WRITTEN REQUEST —
Copy out each of the lines below word for word, changing nothing.

Stored data

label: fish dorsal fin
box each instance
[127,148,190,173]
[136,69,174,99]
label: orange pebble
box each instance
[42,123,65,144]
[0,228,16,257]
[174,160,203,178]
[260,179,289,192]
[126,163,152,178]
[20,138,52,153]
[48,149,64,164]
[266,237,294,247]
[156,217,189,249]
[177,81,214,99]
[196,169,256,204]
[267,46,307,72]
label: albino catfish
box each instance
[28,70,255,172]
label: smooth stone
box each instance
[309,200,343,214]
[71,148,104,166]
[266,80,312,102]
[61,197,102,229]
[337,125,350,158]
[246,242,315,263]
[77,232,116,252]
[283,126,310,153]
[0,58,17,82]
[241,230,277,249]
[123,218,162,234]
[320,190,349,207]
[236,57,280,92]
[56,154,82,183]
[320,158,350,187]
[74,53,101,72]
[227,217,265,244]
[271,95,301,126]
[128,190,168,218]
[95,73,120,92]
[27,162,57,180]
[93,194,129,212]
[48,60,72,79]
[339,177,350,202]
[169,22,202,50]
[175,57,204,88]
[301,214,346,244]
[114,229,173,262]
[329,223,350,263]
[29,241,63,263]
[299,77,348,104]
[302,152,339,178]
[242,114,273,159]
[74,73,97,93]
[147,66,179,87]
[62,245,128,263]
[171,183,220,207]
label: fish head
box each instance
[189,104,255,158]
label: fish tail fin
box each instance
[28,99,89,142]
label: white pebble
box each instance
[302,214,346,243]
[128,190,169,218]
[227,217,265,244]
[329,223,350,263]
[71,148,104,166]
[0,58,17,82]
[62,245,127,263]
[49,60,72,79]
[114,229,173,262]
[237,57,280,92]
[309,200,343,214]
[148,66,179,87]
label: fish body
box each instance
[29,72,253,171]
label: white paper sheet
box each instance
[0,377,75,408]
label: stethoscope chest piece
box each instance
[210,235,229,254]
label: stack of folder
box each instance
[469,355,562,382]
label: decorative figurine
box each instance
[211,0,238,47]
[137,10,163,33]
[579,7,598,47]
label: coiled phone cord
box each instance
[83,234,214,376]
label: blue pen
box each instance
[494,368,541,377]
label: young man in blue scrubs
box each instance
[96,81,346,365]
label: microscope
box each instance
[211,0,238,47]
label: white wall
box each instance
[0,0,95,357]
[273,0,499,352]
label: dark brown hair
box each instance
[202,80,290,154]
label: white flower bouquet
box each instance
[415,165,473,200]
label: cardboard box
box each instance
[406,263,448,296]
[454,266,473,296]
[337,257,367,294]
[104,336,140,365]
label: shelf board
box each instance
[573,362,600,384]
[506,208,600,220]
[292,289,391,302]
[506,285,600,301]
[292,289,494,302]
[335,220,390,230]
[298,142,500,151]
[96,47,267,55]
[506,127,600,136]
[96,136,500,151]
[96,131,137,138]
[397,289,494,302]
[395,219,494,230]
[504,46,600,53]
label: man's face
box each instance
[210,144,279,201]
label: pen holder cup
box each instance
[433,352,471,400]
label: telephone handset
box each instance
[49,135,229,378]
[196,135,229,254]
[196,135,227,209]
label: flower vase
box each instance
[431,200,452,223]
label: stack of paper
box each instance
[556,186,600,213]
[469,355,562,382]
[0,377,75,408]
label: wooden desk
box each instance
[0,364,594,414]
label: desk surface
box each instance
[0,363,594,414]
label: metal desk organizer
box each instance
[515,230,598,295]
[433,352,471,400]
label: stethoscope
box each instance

THE RESULT —
label: fish dorsal fin
box each instance
[127,148,190,173]
[136,69,174,99]
label: orange pebble
box each instance
[42,123,65,144]
[0,228,16,257]
[174,160,203,178]
[260,179,289,192]
[126,163,152,178]
[20,138,52,153]
[48,149,64,164]
[266,237,294,247]
[156,217,189,249]
[177,81,214,99]
[196,169,256,204]
[267,46,307,72]
label: albino catfish
box each instance
[28,70,255,172]
label: smooth stone
box each instance
[309,200,343,214]
[71,148,104,166]
[266,80,312,102]
[61,197,102,229]
[337,125,350,158]
[246,242,315,263]
[77,232,116,252]
[283,126,310,153]
[0,58,17,82]
[241,230,277,249]
[123,218,162,234]
[320,190,349,207]
[236,57,280,92]
[56,154,82,183]
[320,158,350,187]
[74,53,101,72]
[227,217,265,244]
[271,95,301,126]
[128,190,168,218]
[95,73,120,92]
[27,162,57,180]
[93,194,129,212]
[48,60,72,79]
[339,177,350,202]
[169,22,202,50]
[175,57,204,88]
[301,214,346,244]
[114,229,173,262]
[329,223,350,263]
[29,241,63,263]
[299,77,348,104]
[302,152,339,178]
[242,114,273,159]
[74,73,97,93]
[147,66,179,87]
[62,245,128,263]
[171,183,220,207]
label: fish head
box each instance
[189,104,255,158]
label: fish tail fin
box each instance
[28,99,89,142]
label: white pebble
box each instance
[302,214,346,243]
[128,190,169,218]
[227,217,265,244]
[329,223,350,263]
[71,148,104,166]
[0,58,17,82]
[62,245,127,263]
[49,60,72,79]
[114,229,173,262]
[237,57,280,92]
[309,200,343,214]
[148,66,179,87]
label: fish body
box each instance
[29,72,253,171]
label: white paper sheet
box each instance
[0,377,75,408]
label: stethoscope chest piece
box each instance
[210,235,229,254]
label: stack of folder
box each instance
[469,355,562,382]
label: decorative figurine
box each instance
[211,0,238,47]
[137,10,163,33]
[579,7,598,47]
label: coiled phone cord
box each instance
[83,234,214,376]
label: blue pen
box each instance
[494,368,541,377]
label: young man in blue scrubs
box each instance
[96,81,346,365]
label: microscope
box each instance
[211,0,238,47]
label: white wall
box each instance
[0,0,95,357]
[273,0,499,352]
label: dark brown hair
box each instance
[202,80,290,154]
label: white flower bouquet
box each instance
[415,165,473,200]
label: cardboard box
box each instance
[406,263,448,296]
[454,266,473,296]
[337,257,367,294]
[104,336,140,365]
label: shelf board
box each instance
[573,362,600,384]
[506,208,600,220]
[292,289,391,302]
[506,285,600,301]
[292,289,494,302]
[335,220,390,230]
[298,142,500,151]
[96,47,267,55]
[506,127,600,136]
[96,136,500,151]
[96,131,137,138]
[397,289,494,302]
[395,219,494,230]
[504,46,600,53]
label: man's face
box each instance
[210,144,279,201]
label: pen holder cup
box each instance
[433,352,471,400]
label: telephone handset
box each instance
[49,135,229,378]
[196,135,229,254]
[196,135,227,209]
label: flower vase
box each instance
[431,200,452,223]
label: stack of paper
box each instance
[556,186,600,213]
[469,355,562,382]
[0,377,75,408]
label: wooden desk
box each instance
[0,364,594,414]
label: desk surface
box each instance
[0,363,594,414]
label: metal desk organizer
box each instance
[515,230,598,295]
[433,352,471,400]
label: stethoscope
box each instance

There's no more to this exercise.